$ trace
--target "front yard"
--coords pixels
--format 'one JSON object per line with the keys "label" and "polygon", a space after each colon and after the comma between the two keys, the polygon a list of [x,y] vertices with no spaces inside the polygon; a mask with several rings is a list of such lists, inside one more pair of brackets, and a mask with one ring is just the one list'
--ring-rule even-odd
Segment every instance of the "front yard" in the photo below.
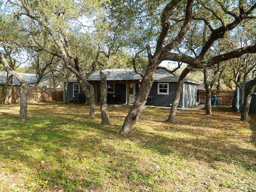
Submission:
{"label": "front yard", "polygon": [[82,104],[0,106],[0,192],[256,191],[256,115],[228,107],[145,108],[132,137],[118,132],[129,108],[109,107],[112,125]]}

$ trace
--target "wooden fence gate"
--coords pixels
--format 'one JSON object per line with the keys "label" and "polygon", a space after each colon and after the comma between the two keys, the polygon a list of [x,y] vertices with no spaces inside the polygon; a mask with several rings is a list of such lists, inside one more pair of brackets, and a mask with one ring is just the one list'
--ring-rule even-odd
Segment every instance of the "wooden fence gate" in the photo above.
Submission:
{"label": "wooden fence gate", "polygon": [[[7,96],[6,103],[20,102],[20,86],[13,86],[10,94]],[[0,86],[0,103],[3,100],[4,87]],[[61,88],[47,88],[46,87],[30,86],[28,90],[28,102],[63,101],[63,89]]]}
{"label": "wooden fence gate", "polygon": [[[232,105],[235,91],[212,90],[212,96],[216,95],[216,105]],[[197,90],[198,102],[200,104],[205,104],[206,93],[205,90]]]}

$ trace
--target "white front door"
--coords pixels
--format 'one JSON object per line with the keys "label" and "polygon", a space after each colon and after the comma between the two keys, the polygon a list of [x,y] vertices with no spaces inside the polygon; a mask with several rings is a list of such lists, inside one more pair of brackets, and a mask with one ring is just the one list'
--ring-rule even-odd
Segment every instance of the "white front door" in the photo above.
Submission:
{"label": "white front door", "polygon": [[135,84],[130,83],[129,86],[129,104],[133,104],[135,100]]}

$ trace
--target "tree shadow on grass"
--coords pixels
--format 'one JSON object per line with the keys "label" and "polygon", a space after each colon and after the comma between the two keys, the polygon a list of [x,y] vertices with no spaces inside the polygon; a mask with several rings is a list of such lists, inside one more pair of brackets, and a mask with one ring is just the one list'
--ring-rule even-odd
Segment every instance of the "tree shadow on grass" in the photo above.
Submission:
* * *
• [GIVEN EXERCISE] Every record above must be given again exactly; drop the pictures.

• [OUTPUT BELOW]
$ trace
--target "front yard"
--coords pixels
--format 'one JSON object per line with the keys "label" and "polygon", a space after each colon and after the comma between the two keys, the polygon a list of [x,y] vertices with no spaces inside the polygon; a mask with several rings is a list of such lists, inside one more pair of brackets, and a mask with one ring is just the one list'
--ring-rule even-odd
Segment every instance of the "front yard" in the photo below.
Submission:
{"label": "front yard", "polygon": [[82,104],[0,106],[0,192],[256,191],[256,115],[228,107],[145,108],[132,137],[118,132],[129,108],[109,107],[112,125]]}

$ trace
--target "wooden fence gate"
--coords pixels
--format 'one JSON object per line with the keys "label" and "polygon", a space after each colon and after the comma between the two keys, the polygon a list of [x,y] vertices with no spaces inside the polygon; a mask with several rings is a list of such lists, inside one more pair of brackets, and a mask with one ring is just the one list'
--ring-rule even-odd
Segment every instance of the "wooden fence gate" in the photo above.
Submission:
{"label": "wooden fence gate", "polygon": [[[7,96],[6,103],[20,102],[20,86],[13,86],[10,94]],[[0,86],[0,103],[3,100],[4,87]],[[61,88],[47,88],[46,87],[30,86],[28,90],[28,102],[63,101],[63,89]]]}
{"label": "wooden fence gate", "polygon": [[[232,105],[235,91],[212,90],[212,96],[216,95],[216,105]],[[197,90],[198,102],[200,104],[205,104],[206,93],[205,90]]]}

$ trace
--target "white front door"
--coords pixels
--format 'one JSON object per line with the keys "label" and "polygon", a space after each colon and after the comma between the two keys, the polygon a list of [x,y] vertices with no spaces inside the polygon; a mask with several rings is a list of such lists, inside one more pair of brackets, and a mask with one ring is just the one list'
--ring-rule even-odd
Segment every instance of the "white front door" in the photo above.
Submission:
{"label": "white front door", "polygon": [[135,84],[130,83],[129,86],[129,104],[133,104],[135,100]]}

$ trace
--target "tree shadow on grass"
--coords pixels
--format 'one JSON object per line with the keys "label" and "polygon", a space after each colon and after the comma between the two keys, the polygon a list of [x,y] vertices with no spaces inside the polygon; a mask with several rings is a list of such lists, inside one more pair of brackets, and a mask with one ring is just the one list'
--ring-rule even-odd
Segment every instance of the "tree shadow on grass" in the photo above.
Submission:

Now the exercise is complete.